— begin PROVIDED MATERIAL —

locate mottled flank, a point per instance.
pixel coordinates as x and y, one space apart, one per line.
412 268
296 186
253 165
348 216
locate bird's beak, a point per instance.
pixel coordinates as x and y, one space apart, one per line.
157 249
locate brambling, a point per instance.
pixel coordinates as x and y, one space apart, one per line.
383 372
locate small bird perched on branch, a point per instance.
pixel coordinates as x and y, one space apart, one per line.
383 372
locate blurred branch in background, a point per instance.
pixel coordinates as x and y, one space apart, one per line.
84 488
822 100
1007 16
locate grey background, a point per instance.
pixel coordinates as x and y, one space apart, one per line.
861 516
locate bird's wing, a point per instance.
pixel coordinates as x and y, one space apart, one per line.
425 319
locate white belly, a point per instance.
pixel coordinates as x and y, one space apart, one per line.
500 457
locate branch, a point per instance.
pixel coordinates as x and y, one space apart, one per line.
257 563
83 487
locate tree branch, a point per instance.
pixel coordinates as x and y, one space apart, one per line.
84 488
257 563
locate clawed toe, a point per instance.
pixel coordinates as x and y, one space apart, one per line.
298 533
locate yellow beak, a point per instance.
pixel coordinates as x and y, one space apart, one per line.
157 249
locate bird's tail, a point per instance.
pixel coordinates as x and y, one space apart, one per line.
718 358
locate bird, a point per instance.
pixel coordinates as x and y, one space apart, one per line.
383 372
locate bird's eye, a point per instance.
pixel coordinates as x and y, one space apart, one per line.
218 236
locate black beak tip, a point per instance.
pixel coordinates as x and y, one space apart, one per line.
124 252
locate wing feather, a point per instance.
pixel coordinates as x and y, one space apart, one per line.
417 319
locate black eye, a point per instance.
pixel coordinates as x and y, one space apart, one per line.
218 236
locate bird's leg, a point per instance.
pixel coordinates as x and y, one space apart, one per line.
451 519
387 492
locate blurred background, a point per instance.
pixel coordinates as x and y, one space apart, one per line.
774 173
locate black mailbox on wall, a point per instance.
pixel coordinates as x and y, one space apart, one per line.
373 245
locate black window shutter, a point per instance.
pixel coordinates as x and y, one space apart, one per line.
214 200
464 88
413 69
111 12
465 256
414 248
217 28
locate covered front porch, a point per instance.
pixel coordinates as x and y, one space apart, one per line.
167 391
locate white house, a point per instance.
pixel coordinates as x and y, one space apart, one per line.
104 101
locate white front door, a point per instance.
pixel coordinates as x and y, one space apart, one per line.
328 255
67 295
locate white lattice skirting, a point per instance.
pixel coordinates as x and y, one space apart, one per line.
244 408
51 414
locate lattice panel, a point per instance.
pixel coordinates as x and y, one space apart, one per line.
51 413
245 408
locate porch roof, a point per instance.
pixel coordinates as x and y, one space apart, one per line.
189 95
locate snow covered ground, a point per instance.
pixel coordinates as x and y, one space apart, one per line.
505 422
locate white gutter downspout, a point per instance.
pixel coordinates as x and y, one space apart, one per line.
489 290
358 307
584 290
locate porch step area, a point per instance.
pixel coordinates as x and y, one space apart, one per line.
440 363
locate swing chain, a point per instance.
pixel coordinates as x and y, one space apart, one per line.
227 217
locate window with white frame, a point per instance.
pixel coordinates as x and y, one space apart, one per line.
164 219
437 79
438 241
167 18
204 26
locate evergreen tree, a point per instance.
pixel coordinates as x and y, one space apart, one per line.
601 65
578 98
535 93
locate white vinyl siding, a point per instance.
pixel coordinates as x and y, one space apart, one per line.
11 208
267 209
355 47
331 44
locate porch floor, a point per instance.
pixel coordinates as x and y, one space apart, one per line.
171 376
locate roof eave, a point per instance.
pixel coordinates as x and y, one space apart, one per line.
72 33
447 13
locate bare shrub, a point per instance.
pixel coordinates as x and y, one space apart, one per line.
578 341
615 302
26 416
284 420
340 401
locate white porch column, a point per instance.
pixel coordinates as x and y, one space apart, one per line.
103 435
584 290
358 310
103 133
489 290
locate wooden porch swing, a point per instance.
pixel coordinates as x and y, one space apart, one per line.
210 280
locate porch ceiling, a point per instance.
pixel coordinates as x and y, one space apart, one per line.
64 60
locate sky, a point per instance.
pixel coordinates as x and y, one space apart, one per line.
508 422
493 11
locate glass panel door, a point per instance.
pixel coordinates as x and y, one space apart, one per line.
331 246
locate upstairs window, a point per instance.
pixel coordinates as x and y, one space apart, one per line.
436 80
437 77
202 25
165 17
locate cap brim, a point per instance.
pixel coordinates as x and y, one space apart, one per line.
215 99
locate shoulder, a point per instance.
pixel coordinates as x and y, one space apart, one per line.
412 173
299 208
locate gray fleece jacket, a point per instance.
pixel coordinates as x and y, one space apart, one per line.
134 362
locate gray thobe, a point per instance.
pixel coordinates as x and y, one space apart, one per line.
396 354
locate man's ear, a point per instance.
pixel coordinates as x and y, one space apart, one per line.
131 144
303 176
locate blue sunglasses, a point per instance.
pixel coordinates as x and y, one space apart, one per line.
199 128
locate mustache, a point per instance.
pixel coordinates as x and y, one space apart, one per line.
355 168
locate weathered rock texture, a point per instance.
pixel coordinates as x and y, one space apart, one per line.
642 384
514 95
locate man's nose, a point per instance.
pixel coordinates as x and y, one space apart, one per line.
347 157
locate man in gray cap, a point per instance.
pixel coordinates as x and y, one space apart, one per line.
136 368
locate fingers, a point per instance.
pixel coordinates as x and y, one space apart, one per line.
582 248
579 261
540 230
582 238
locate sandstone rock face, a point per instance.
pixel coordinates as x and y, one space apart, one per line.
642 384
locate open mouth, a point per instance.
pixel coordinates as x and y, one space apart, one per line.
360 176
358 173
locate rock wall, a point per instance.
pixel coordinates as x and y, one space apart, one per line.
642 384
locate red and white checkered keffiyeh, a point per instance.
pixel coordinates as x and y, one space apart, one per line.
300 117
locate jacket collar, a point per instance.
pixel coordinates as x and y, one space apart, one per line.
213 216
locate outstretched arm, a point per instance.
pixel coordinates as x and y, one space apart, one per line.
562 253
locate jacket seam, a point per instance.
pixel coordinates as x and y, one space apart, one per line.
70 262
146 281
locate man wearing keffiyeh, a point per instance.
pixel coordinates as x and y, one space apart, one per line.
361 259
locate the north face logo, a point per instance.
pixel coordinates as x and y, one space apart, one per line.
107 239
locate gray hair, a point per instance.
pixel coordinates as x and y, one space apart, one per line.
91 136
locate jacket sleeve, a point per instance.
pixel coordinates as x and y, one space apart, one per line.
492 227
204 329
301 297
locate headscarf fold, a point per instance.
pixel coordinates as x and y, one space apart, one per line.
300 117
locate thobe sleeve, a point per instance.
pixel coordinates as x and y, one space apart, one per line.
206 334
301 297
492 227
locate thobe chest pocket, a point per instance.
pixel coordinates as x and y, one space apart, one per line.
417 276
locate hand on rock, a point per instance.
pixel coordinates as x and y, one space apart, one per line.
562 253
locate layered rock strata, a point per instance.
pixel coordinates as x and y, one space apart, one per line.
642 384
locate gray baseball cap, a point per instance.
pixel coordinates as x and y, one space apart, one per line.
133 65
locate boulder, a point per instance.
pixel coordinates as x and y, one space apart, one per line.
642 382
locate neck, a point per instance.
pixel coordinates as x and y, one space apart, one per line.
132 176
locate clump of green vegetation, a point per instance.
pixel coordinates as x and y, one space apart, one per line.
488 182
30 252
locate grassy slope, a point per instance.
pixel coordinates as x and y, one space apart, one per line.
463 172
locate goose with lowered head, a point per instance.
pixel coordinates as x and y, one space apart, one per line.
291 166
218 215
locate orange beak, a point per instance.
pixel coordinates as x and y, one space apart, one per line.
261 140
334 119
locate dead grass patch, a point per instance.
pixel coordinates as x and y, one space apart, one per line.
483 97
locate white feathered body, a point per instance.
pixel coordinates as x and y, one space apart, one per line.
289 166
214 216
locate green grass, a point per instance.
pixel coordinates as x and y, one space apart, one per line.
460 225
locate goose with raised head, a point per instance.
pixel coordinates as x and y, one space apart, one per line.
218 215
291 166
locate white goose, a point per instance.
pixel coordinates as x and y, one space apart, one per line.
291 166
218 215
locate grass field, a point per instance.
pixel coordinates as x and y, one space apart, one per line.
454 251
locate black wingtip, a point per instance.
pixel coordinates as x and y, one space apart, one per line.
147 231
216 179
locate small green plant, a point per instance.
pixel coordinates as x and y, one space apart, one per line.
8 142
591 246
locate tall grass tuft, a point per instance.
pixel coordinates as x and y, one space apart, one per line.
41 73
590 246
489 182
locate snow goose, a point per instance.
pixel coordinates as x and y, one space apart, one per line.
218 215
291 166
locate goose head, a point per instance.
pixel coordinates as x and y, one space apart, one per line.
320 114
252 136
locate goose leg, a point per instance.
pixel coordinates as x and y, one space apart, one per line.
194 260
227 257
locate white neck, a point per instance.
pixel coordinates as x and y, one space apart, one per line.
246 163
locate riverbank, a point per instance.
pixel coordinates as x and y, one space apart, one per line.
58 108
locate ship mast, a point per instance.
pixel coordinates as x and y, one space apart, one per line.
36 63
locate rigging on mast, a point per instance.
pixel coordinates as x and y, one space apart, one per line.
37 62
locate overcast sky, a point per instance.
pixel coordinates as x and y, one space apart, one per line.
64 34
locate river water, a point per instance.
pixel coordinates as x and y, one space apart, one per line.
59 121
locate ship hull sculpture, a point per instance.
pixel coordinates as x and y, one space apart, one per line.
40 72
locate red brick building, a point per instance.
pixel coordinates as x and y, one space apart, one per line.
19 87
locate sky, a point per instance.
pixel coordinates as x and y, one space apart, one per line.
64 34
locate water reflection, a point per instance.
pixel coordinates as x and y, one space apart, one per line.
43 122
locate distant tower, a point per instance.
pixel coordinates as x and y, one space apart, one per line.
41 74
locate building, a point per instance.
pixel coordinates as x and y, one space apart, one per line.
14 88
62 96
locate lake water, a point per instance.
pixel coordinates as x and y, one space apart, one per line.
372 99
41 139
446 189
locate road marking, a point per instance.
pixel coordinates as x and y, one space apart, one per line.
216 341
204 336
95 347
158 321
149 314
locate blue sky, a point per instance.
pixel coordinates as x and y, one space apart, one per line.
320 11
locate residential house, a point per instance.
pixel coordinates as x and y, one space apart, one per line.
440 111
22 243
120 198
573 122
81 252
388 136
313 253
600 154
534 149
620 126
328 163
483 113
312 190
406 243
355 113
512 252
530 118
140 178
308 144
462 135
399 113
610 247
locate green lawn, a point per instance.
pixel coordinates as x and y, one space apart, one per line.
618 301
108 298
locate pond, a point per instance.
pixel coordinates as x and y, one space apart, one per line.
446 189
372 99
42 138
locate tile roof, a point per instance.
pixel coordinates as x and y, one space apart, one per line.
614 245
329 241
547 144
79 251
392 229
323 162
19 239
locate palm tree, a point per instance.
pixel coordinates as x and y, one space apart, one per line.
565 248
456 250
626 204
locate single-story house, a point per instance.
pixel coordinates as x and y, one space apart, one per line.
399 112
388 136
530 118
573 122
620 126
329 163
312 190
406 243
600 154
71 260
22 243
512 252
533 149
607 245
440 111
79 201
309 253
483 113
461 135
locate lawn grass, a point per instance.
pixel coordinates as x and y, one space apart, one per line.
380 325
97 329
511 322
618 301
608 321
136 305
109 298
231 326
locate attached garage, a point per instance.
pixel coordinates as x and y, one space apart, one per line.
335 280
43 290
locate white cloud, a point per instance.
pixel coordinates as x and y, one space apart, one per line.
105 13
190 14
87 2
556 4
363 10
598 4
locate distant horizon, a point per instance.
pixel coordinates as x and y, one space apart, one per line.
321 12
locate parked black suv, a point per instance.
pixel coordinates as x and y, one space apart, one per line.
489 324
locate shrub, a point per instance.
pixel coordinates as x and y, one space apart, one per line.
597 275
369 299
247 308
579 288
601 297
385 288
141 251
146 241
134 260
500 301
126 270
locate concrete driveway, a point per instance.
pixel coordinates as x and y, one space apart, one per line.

— end PROVIDED MATERIAL —

Repeat the line containing "locate blue sky, a point per instance." and all subsequent lines through the final line of the data, exactly and with no others.

locate blue sky, a point per instance.
pixel coordinates as x and y, one space apart, one per line.
320 11
locate residential house, a point per instance.
pixel coordinates as x and y, one space apart, one per line.
440 111
22 243
120 198
573 122
81 252
388 136
313 253
600 154
534 149
620 126
328 163
483 113
312 190
406 243
355 113
512 252
530 118
140 178
308 144
462 135
399 113
610 247
locate green lawn, a point per instance.
pixel coordinates as x and y, one space apart, one per line.
618 301
108 298
locate pond, a point per instance.
pixel coordinates as x and y, one space apart, one per line.
446 189
372 99
42 138
locate tile roof, a point per instance.
pixel coordinates as x and y, one space apart, one per line.
614 245
329 241
547 144
79 251
392 229
323 162
19 239
locate palm tree, a point per instance.
pixel coordinates as x and y, one space apart, one per line.
565 248
456 250
626 204
locate single-story house, a point per instance.
pixel coordinates as x and y, one space apart, one per line.
399 112
388 136
530 118
573 122
620 126
329 163
312 190
406 243
600 154
71 260
22 243
512 252
533 149
607 245
440 111
79 201
309 253
483 113
461 135
locate lawn grass, a point per instance.
pixel coordinates as x and y, one space apart, one per line.
380 325
97 329
511 322
618 301
608 321
136 305
109 298
231 326
locate attached garage, a point per instance.
pixel coordinates as x and y, one space apart, one per line.
335 280
43 290
locate white cloud, a point per instance.
pixel coordinates as x and y, one space apart, one per line.
105 13
190 14
87 2
556 4
363 10
598 4
locate distant horizon, a point per instance.
pixel coordinates as x and y, one space apart, one per line.
321 12
locate parked black suv, a point per instance.
pixel coordinates as x and y, one space apart, one per line.
489 324
locate shrub, a point per instance.
pixel coordinates as x and y, one space apart, one per line.
597 275
369 299
247 308
579 288
601 297
385 288
141 251
146 241
134 260
500 301
126 270
locate concrete driveway, a point per instance.
pixel coordinates as x and y, one space apart, one per line.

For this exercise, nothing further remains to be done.